# Texto de origem
Daí, portanto, a importância da aproximação entre saúde mental e o poder judiciário para a concretização dos direitos fundamentais da pessoa portadora de transtorno mental.
É de se notar, entretanto, que essa aproximação possui um risco. Diz respeito à tendência do poder judiciário a se filiar às diretrizes da psiquiatria tradicional, olvidando os salutares ventos da reforma psiquiátrica.
Michel Landry[34] alerta para certa obstinação na justiça para privilegiar o papel do psiquiatra em detrimento de outras ciências humanas, o que deriva de sua preocupação em evitar o demasiado aprofundamento da criminogênese, como se a sociedade temesse descobrir um estreito parentesco entre o louco, o criminoso e o homem considerado normal. Pois se o louco é o avalista da ordem racional (M. Foucault), o criminoso deve ser, por sua vez, o avalista da honestidade e respeitabilidade dos outros.
Thomas Szasz[35] registrou que entre a lei e a psiquiatria existe um estabelecido e tácito acordo que permite ao psiquiatra institucional dizer quais pessoas são ‘mentalmente doentes’ e ‘perigosas’ e aos tribunais corroborarem ou rejeitarem esses diagnósticos. Na realidade, esses pareceres psiquiátricos são rotineiramente carimbados pelos tribunais.
Pesquisa realizada no Manicômio Judiciário do Estado do Ceará[36] também confirma a aceitação absoluta, por parte do judiciário, do resultado de perícias psiquiátricas, numa atividade que transforma o ato de julgamento em mera chancela mecânica.
Desta forma, é prudente não esquecer que o chamamento do judiciário para concretizar direitos dos portadores de transtornos mentais, embora urgente e necessário, deve ser iniciado por uma apresentação da nova saúde mental constitucional aos magistrados, matéria ainda a ser desenvolvida plenamente nos planos teórico e prático, embrião de novas possibilidades, esperança e preparação de um futuro necessariamente muito melhor, onde a linguagem da diferença finalmente nos traduzirá em seres iguais.

# O que fazer
Segundo o texto sobre saúde mental e poder judiciário, o que a pesquisa realizada no Manicômio Judiciário do Estado do Ceará confirma? Estas linhas não têm relação com o texto acima.

[Dados de localização de pontos em imagens]
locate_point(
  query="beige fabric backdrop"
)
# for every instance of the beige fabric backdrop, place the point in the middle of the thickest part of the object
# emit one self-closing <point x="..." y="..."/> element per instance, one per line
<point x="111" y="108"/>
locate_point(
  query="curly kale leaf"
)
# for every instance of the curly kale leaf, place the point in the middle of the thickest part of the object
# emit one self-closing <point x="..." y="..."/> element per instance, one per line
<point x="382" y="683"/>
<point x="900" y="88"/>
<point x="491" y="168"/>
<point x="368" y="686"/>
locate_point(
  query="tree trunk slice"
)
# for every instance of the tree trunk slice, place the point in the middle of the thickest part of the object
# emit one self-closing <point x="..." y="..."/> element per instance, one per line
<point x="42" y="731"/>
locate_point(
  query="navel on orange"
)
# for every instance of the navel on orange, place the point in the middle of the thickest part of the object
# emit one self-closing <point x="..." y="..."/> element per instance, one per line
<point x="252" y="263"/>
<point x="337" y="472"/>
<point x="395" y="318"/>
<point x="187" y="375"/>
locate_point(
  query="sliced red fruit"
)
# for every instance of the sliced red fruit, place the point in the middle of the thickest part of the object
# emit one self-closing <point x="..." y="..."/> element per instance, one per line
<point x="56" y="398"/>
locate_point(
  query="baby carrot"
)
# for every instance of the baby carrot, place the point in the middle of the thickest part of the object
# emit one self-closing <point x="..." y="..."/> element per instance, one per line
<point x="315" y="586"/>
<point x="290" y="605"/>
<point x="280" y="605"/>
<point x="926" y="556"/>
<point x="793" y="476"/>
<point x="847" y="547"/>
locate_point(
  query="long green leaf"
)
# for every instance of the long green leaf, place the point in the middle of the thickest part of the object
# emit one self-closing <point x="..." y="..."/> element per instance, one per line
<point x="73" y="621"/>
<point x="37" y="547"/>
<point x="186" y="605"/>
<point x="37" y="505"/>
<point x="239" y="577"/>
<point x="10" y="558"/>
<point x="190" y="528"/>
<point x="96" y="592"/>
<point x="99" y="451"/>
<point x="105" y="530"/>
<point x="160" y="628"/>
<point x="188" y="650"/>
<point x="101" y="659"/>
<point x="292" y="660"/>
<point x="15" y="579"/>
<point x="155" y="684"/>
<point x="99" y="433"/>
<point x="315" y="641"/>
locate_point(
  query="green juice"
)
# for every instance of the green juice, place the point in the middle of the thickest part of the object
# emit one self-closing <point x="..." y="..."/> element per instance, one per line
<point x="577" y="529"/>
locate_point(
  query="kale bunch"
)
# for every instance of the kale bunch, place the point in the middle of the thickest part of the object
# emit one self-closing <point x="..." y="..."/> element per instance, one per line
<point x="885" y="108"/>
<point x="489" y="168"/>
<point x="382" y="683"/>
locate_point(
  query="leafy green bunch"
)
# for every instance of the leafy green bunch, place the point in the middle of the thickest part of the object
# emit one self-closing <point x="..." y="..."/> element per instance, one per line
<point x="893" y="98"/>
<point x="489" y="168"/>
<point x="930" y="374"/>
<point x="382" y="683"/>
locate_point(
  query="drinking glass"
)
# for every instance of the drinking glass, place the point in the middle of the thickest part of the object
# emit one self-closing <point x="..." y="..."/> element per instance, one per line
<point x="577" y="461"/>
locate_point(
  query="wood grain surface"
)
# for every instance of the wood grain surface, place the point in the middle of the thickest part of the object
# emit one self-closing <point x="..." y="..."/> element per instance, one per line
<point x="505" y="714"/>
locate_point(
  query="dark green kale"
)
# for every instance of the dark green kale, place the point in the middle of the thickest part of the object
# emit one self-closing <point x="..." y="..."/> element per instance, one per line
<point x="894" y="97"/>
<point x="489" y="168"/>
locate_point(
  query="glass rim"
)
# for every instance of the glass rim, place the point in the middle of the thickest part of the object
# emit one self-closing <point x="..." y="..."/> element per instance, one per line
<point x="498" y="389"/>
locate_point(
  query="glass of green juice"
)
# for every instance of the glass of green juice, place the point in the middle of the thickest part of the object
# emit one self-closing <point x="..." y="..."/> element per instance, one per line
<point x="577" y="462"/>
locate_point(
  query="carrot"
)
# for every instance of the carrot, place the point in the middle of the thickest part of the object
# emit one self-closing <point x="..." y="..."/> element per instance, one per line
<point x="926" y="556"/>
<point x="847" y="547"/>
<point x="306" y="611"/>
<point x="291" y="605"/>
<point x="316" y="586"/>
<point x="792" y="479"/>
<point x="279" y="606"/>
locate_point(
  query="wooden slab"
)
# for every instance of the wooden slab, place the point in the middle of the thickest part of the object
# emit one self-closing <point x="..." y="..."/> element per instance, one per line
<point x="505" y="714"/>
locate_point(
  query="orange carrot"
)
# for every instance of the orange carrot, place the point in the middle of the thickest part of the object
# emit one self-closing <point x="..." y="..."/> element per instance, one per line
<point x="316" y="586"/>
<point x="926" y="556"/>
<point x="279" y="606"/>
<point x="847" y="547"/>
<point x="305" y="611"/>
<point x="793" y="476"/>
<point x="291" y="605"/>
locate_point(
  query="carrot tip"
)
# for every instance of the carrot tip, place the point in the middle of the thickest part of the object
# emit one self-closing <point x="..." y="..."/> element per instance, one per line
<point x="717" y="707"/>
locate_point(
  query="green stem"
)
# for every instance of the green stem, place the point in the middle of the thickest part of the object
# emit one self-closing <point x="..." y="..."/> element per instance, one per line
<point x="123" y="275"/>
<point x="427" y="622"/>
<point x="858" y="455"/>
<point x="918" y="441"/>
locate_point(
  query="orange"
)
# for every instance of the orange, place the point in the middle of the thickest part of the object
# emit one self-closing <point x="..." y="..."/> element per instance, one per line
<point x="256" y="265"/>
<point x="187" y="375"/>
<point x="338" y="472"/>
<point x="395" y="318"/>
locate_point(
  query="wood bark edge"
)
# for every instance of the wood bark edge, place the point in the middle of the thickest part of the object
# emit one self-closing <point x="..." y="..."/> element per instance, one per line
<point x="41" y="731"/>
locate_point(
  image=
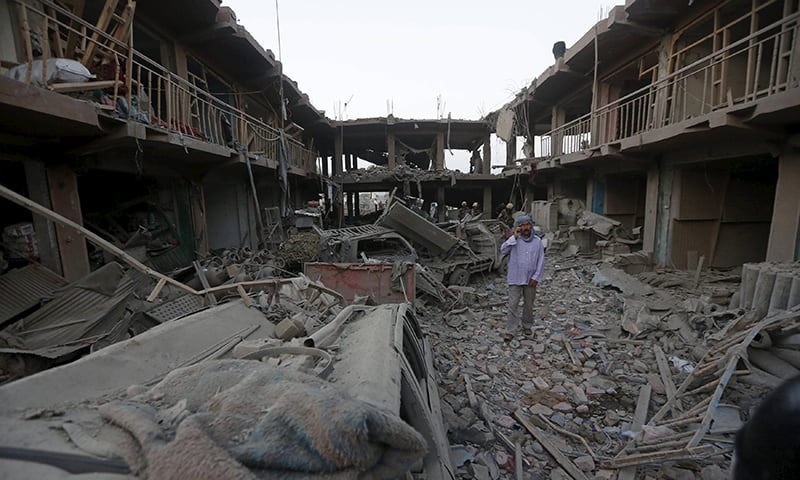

# Resposta
Ela confirma a aceitação absoluta, por parte do judiciário, do resultado de perícias psiquiátricas.